** BEGIN **
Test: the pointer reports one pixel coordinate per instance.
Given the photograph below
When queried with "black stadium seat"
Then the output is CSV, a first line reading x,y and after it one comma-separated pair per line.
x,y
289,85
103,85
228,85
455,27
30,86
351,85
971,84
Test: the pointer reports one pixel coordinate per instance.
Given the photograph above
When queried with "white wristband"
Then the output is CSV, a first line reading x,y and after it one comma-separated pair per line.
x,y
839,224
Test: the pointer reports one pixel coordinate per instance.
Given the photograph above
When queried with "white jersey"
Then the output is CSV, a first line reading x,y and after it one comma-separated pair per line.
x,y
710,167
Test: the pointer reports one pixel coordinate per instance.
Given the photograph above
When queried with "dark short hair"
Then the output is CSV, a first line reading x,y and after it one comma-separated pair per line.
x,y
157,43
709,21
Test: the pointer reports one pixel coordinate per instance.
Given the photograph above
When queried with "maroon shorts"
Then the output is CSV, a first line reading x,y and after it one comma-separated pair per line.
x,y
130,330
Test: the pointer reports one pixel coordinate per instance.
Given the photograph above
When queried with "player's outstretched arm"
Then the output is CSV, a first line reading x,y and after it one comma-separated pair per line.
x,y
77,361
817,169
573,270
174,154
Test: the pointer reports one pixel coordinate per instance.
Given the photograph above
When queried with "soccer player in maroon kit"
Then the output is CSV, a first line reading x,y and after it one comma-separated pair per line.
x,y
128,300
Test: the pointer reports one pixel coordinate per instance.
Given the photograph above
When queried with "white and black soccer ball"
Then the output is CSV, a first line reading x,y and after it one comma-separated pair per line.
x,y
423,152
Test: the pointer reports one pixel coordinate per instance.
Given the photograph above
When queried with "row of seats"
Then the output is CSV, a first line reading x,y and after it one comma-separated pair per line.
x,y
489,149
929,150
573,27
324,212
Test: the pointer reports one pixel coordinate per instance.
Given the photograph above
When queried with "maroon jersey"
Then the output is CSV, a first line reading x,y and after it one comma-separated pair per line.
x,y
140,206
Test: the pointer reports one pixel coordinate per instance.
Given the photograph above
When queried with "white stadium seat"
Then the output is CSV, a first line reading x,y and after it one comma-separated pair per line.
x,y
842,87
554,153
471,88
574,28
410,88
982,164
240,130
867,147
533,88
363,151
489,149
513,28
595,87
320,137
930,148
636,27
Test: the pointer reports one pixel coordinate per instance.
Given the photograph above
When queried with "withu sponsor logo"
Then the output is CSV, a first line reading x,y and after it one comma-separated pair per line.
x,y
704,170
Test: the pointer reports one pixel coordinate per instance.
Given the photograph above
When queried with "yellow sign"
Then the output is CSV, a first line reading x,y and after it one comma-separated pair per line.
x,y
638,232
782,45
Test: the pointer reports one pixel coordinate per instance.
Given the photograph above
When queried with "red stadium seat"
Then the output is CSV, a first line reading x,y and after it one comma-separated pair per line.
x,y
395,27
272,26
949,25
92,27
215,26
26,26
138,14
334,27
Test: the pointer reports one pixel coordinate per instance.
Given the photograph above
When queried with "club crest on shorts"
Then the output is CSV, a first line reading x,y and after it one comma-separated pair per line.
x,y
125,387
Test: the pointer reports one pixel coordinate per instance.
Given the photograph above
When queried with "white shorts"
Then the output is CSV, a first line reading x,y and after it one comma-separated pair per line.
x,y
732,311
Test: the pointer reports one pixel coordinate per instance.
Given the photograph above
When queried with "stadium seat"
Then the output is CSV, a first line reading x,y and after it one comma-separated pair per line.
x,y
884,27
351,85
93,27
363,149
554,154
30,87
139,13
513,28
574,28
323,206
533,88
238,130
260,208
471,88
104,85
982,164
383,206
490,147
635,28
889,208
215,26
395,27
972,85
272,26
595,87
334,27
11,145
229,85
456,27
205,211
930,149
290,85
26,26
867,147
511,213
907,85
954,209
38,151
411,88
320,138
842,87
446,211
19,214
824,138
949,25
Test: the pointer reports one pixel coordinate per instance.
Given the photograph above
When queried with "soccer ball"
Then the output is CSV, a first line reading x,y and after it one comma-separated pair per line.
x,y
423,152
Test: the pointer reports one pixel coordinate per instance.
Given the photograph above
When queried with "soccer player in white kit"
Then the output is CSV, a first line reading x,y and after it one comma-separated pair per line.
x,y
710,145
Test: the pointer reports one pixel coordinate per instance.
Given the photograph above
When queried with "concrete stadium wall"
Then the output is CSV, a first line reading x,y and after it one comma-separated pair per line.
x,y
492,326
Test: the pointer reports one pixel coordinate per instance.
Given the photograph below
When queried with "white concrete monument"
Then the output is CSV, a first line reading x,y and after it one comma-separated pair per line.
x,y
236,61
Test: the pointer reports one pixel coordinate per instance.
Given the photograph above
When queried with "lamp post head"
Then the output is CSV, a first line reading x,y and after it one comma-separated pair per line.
** END **
Gather every line above that contains the string "maroon". Case counts.

When queried with "maroon shorts"
When queried with "soccer player in maroon kit"
When queried with "maroon jersey"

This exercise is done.